This paradigm, which continues to grow, regardless of the environmental or social cost – most notably climate change and growing wealth inequality. Adam Smith’s "invisible hand" is not working in the way we need it to work. The problem runs deep and can’t be solved unless we look at the world differently.

Let us promote enterprise, reward wealth creators and recognise the role of market. But wealth creation is not just the creation and accumulation of financial capital – it is also the creation of environmental and social capital.

Already there are good methodologies for measure true progress. For example, the Genuine Progress Indicator , or GPI, takes GDP and corrects it for various social and environmental factors such as inequality, costs of underemployment and costs of pollution. I like to call indicators such as GPI, Quality Adjusted GDP and we certainly should start using them.

Will it be enough to start using Quality Adjusted GDP? May be. We can use them to communicate failures in our economy hidden by GDP and to correct these market failures through government regulation, taxes and incentives, for example by banning polluting activities or setting minimum wages - but these measures can be crude, blunt, depend on political will and public goodwill.

Various measures of well-being, from a Credit Suisse Institute report
Image: Credit Suisse

But we can do better. Imagine, instead, using information which already exists to track every transaction in our economy on the basis of the good it is doing (ie how much it contributes to social and environmental good), as well as the value it brings it brings to the two parties in the transaction. When I buy a cup of organic, fairtrade coffee, I am not only serving a selfish want for coffee and the barista’s need to earn a living, but I am also building environmental and social capital. I may feel a reward from the warm glow inside from helping a coffee farmer and helping environment, but I am not rewarded in any formal sense. Now if I buy a cheap cup of non-organic, non-fairtrade coffee, I am rewarded by paying less even though I am freeloading by depleting social and natural capital.

### Complete the following
1 – Indicate whether each statement below agrees with the text on wealth creation and GDP, answering yes or no and quoting the deciding words of the text. (a) The Genuine Progress Indicator corrects GDP for factors that include costs of pollution. (b) The text holds that Adam Smith's "invisible hand" is working as needed. (c) The text claims that a buyer of organic, fairtrade coffee receives a formal reward.
2 – Rewrite the text on wealth creation and GDP starting at "But we can do" and ending at "and natural capital.", switching "coffee" to "tea".
3 – Carry the text on wealth creation and GDP forward from its final sentence.

(Referring expression data)
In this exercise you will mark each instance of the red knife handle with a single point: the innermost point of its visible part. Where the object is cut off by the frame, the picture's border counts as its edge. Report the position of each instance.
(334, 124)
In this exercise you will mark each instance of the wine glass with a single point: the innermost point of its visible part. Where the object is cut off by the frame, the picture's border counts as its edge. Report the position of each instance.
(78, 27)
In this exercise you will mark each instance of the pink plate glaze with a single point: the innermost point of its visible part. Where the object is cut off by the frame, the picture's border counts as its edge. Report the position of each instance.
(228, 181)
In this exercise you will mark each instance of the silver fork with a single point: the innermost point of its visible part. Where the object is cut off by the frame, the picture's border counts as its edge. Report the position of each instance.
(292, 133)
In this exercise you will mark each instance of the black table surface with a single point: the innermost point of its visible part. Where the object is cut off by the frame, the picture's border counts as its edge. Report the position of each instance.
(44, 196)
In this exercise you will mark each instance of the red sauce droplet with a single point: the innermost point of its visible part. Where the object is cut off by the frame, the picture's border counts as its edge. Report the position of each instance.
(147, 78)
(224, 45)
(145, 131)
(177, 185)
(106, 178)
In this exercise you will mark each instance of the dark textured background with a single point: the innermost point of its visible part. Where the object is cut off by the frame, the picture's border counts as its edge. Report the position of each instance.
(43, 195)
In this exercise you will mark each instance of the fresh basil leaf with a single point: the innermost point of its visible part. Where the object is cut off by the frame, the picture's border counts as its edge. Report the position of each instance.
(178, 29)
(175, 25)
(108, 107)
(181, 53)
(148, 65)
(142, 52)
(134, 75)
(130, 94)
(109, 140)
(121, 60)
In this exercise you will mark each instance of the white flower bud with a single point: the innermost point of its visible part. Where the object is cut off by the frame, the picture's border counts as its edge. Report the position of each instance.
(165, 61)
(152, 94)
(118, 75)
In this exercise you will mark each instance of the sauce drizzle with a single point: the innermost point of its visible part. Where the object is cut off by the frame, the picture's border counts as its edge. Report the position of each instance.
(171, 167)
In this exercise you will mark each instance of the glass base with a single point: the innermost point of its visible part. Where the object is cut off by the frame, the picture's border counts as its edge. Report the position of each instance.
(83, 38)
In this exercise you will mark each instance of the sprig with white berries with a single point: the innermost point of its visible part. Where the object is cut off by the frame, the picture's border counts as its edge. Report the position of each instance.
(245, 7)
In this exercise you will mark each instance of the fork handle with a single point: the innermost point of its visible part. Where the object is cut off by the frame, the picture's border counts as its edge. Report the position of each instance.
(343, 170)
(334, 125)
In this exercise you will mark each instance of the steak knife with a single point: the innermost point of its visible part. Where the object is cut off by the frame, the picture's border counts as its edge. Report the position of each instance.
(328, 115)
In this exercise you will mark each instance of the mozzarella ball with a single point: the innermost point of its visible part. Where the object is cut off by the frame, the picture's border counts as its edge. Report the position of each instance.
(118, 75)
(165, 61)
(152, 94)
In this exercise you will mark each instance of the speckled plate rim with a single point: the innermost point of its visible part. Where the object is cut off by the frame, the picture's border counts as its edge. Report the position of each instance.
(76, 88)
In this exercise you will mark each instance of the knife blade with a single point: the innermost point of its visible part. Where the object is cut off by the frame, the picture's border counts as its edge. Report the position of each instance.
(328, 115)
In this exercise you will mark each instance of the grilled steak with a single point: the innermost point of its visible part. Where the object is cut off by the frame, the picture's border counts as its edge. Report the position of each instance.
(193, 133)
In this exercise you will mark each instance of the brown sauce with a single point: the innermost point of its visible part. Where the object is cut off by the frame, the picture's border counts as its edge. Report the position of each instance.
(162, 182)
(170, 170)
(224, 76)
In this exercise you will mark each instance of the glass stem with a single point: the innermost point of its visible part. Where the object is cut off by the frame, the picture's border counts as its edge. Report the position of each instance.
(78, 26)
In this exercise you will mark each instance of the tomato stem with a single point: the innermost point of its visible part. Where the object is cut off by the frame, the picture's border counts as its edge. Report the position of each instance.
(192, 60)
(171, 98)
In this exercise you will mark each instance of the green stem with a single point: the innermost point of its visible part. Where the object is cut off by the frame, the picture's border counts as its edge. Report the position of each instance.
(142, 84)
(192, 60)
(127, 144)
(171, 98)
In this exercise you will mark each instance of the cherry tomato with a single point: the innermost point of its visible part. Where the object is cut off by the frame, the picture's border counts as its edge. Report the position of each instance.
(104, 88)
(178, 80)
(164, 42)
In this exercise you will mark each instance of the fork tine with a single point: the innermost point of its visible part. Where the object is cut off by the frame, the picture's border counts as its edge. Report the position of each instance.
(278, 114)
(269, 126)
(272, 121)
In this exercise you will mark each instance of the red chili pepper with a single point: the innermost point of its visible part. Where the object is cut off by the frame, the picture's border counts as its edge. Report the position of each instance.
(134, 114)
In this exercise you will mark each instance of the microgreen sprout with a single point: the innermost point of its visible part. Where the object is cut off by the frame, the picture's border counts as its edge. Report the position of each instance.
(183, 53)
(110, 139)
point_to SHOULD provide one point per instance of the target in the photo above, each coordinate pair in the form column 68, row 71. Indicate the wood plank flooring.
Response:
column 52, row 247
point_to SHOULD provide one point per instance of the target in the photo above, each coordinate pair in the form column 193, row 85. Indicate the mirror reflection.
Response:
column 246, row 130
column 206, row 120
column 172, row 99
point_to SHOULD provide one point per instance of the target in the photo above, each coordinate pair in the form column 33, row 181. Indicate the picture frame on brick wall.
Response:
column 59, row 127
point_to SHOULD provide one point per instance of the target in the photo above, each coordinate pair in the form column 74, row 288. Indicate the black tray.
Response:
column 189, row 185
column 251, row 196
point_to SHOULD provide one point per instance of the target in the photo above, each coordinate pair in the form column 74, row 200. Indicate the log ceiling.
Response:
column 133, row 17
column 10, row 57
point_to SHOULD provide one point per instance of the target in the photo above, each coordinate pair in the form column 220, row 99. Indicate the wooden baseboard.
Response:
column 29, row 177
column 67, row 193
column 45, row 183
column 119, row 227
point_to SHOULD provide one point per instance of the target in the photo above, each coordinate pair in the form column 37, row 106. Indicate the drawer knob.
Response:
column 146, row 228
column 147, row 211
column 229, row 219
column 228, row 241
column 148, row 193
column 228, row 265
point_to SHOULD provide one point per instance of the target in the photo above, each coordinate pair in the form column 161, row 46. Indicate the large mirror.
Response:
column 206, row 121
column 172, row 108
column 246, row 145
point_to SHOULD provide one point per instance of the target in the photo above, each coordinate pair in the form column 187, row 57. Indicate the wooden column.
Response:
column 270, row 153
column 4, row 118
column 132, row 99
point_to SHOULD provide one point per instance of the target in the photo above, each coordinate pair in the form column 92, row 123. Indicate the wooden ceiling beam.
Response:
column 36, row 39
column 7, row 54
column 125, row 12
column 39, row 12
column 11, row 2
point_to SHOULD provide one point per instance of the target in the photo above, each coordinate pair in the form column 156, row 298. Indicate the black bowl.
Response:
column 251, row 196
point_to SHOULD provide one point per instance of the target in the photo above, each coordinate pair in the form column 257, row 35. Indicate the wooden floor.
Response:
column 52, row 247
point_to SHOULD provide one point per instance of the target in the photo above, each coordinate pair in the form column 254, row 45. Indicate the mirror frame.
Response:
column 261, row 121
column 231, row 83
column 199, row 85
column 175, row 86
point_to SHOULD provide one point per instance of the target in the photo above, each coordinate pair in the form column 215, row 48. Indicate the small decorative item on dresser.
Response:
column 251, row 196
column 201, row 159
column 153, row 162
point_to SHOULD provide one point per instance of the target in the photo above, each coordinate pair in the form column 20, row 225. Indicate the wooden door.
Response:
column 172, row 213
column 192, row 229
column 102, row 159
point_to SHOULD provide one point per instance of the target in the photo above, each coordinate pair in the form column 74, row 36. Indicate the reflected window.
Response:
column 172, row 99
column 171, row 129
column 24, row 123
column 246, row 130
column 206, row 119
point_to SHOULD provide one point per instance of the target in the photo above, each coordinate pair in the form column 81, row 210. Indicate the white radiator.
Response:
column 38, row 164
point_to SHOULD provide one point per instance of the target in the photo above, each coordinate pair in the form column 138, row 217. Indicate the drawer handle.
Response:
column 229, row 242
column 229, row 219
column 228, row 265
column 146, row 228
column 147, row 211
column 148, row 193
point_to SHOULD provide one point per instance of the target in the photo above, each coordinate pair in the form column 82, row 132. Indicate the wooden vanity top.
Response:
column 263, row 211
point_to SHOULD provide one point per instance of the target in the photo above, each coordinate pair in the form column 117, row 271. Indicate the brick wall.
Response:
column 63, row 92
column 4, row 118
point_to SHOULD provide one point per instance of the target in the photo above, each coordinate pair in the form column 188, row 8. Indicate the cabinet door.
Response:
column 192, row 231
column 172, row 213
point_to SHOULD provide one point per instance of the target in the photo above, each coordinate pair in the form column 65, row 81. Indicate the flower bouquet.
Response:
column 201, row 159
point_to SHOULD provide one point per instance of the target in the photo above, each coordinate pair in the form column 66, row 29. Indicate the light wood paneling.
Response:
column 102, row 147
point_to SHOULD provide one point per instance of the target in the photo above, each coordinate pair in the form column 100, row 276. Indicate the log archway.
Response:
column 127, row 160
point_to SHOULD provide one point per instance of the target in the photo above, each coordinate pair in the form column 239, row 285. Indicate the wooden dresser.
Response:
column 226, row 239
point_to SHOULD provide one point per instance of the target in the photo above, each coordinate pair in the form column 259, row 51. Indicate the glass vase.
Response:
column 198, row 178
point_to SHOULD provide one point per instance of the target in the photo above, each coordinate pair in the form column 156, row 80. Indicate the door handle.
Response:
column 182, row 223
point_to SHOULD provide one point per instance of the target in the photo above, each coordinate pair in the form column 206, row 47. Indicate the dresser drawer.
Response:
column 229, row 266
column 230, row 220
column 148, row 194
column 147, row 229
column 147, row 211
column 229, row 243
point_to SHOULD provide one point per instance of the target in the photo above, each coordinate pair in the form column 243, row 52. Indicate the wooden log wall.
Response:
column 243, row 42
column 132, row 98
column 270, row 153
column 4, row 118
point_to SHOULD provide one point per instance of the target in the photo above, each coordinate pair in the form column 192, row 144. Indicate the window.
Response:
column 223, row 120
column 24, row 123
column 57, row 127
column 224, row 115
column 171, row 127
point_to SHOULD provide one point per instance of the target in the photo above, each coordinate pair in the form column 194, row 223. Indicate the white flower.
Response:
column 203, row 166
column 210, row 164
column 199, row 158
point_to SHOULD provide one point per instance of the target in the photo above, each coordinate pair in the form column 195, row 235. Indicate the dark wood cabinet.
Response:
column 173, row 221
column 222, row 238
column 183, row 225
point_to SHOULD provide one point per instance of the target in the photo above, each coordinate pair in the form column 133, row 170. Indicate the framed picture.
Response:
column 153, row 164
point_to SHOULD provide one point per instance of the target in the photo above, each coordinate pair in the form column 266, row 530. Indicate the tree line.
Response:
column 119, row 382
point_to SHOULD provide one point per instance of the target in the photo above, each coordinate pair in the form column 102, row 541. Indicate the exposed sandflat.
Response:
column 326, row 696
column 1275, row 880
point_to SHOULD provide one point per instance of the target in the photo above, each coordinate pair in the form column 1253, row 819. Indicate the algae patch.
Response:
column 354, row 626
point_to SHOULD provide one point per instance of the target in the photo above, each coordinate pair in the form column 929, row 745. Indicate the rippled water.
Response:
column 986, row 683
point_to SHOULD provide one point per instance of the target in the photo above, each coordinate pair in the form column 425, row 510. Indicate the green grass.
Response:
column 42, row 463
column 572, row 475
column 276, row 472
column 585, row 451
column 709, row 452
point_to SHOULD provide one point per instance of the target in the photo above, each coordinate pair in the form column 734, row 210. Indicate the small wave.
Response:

### Answers by item
1 –
(a) Yes: "takes GDP and corrects it for various social and environmental factors such as inequality, costs of underemployment and costs of pollution"
(b) No: "Adam Smith’s "invisible hand" is not working in the way we need it to work."
(c) No: "but I am not rewarded in any formal sense."

2 –
But we can do better. Imagine, instead, using information which already exists to track every transaction in our economy on the basis of the good it is doing (ie how much it contributes to social and environmental good), as well as the value it brings it brings to the two parties in the transaction. When I buy a cup of organic, fairtrade tea, I am not only serving a selfish want for tea and the barista’s need to earn a living, but I am also building environmental and social capital. I may feel a reward from the warm glow inside from helping a tea farmer and helping environment, but I am not rewarded in any formal sense. Now if I buy a cheap cup of non-organic, non-fairtrade tea, I am rewarded by paying less even though I am freeloading by depleting social and natural capital.

3 –
On a small, increasingly interdependent and interconnected world facing social and environmental crises, this is no longer acceptable.

Rewarding good

Today we could, if we wanted, ‘quality adjust’ every product or service transacted in our economy based on its contribution to doing good, ie building social and natural capital: what I like to call ‘Quality Adjusted Dollars’ recognising that not every dollar transaction has the same value or quality. A dollar spent on renewable energy invests in the future, while a dollar spent on fossil fuel energy depletes it. Thus, conceptually we can, as economists, say "integrate the externalities" – but crucially at the point of transaction, rewarding good transactions in such a way that our brains are stimulated to do good.

We can further imagine adding all these quality adjusted transactions together, giving us the sum total of activity as a Quality Adjusted GDP. This will link the money in people’s wallets with a national and global indicator of genuine progress.

If we get this right, not only can we heal the damage we have done to the planet and to parts of our society, but we can regenerate them and let them evolve freely into the future in ways we cannot imagine – but in ways which we can trust.

A pipe dream? Of course, creating such a system is not trivial, but we can easily conceive of it given the way digital technology is developing. What a wonderful world that would be: people purchasing what they need or want at the same time as being rewarded for being good, directly in proportion to the good they are doing.

We have the opportunity to harness technology to make Adam Smith’s Invisible Hand visible – and infinitely more powerful at the same time.

We have no time to lose. It is time to shift the paradigm and to create a market where social and environmental externalities are completely internalised, right down to the level of the transaction. It is time to change the rules of the game and reward people for doing good.